[Exercise goal] Reproduce only the lines from the one containing "of the dark" through the one containing "Query: dark green military trousers", inclusive, changing "military" to "cargo" and leaving everything else the same.

[Material provided]
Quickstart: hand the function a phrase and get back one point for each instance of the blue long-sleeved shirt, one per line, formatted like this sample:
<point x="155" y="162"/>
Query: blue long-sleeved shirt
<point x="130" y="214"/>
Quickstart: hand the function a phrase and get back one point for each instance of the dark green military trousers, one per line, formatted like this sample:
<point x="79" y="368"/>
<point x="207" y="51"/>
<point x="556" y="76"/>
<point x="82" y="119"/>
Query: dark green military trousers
* * *
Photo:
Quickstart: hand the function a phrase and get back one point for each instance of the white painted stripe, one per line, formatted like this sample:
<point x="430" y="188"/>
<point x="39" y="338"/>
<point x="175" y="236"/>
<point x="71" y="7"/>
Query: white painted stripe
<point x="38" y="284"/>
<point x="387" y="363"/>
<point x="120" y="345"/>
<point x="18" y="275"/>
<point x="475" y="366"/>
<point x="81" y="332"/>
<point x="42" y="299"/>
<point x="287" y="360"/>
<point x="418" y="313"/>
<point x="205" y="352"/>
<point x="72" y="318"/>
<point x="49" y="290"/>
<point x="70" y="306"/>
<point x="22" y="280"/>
* * *
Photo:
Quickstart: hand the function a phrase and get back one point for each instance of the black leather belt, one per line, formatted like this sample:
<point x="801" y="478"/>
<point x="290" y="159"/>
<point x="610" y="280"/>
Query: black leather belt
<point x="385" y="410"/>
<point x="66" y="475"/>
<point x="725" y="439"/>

[Answer in full]
Quickstart: hand the function a phrase and get back one point for each instance of the dark green cargo trousers, one per line, formatted like this sample:
<point x="79" y="368"/>
<point x="207" y="51"/>
<point x="556" y="76"/>
<point x="82" y="119"/>
Query: dark green cargo trousers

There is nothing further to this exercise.